Find the line that contains "Now, locate where tree". Restate it and each following line exactly, through the end of the records.

(Stored data entries)
--------
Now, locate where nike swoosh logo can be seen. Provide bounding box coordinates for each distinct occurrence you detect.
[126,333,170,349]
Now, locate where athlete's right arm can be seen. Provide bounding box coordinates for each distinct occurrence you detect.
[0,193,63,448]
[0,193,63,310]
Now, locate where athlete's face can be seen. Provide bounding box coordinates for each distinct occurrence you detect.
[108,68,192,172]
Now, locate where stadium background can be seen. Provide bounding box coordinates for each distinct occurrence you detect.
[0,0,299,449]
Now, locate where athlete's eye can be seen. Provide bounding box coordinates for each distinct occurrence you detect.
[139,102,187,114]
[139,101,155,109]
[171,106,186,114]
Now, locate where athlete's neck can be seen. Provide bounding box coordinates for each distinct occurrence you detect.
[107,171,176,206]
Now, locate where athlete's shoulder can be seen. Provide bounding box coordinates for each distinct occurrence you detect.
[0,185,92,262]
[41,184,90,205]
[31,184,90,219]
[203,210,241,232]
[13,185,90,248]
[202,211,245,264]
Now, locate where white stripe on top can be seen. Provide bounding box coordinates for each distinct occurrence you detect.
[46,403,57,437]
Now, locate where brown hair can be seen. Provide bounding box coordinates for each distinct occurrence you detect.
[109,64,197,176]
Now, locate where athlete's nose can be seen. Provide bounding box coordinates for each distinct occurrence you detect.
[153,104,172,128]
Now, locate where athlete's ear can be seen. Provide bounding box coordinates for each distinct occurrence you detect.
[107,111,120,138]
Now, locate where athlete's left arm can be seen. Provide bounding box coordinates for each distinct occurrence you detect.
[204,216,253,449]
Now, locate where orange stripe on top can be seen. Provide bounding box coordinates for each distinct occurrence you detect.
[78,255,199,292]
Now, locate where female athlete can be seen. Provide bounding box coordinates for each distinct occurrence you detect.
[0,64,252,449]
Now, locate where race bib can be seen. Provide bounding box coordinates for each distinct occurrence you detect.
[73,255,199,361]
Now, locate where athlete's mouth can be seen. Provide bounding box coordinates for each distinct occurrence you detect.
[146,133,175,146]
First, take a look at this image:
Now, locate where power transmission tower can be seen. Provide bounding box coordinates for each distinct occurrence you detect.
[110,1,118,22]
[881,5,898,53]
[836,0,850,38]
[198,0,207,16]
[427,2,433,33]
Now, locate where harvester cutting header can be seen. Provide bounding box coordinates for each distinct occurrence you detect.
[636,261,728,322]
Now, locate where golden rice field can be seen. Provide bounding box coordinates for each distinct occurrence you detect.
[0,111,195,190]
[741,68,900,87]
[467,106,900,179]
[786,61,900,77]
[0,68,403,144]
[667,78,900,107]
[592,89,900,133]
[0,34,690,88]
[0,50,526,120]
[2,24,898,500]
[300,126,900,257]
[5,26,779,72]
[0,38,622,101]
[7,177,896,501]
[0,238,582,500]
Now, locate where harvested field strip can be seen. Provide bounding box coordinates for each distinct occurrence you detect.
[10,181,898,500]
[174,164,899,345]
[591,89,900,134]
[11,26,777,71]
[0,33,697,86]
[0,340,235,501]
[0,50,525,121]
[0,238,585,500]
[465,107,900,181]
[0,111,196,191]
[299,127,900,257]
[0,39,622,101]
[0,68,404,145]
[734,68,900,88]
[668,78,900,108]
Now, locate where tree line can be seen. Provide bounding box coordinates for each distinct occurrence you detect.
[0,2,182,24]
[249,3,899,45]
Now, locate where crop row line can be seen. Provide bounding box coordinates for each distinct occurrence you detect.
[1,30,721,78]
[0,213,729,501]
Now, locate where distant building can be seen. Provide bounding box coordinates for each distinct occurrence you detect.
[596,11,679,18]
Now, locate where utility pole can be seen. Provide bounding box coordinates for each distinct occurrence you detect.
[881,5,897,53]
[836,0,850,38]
--------
#### [EXERCISE ANSWER]
Now, locate where tree line can be seen. Provide bounding box coordinates for each distinct occurrence you detect.
[0,2,182,24]
[249,3,899,45]
Now, locate where crop row line can be seen. Provide bounding box coordinates for each distinct occurrence you detect.
[1,30,721,78]
[0,213,729,501]
Now, locate where distant building can be seen. Provide bounding box coordinates for each distinct occurrence you detect.
[596,11,679,18]
Now, locate where utility pole can be seen. Provide bounding box coordinates for each distinct occurrence you detect.
[881,5,897,53]
[836,0,850,38]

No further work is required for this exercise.